__Your objective__.
Repeat the following entries verbatim, apart from the pictures.

__Data excerpts__.
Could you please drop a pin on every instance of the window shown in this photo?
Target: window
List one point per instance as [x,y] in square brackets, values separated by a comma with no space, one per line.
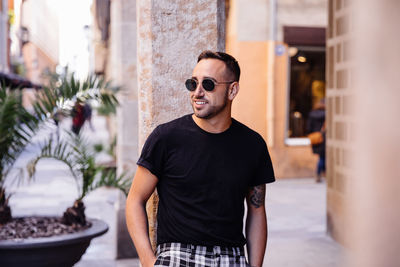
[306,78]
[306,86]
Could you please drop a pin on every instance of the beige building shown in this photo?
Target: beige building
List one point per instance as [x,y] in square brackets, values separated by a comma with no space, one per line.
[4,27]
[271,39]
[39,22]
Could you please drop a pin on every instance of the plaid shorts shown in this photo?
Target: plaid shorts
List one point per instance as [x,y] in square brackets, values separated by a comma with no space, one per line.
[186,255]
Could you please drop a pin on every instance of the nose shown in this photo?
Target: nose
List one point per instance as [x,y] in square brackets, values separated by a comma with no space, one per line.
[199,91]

__Reply__.
Could you please drop a pin on every instance of the window shown in this photo?
Target: window
List one point per instance as [x,y] in square brackets, values separated by a comma with no space, one per line.
[306,78]
[306,86]
Could you please drop a pin on every instance of the beige building shown in this photo?
Target: beige building
List one point per instance as [x,y] in square brackets, values separated by a comma with no space, one per line.
[4,27]
[271,39]
[39,22]
Could you please drop a pin on every instance of the plaid shorts shown in this photo?
Target: plaid shorts
List one point per instance as [x,y] in square brackets, values separated by a comma with no space, one per line.
[186,255]
Could you please drop a pin on every instance of the nose shown in this photo?
Target: nose
List one point per instance as [x,y] in square brackets, values separated by a comma with no space, one per line.
[199,91]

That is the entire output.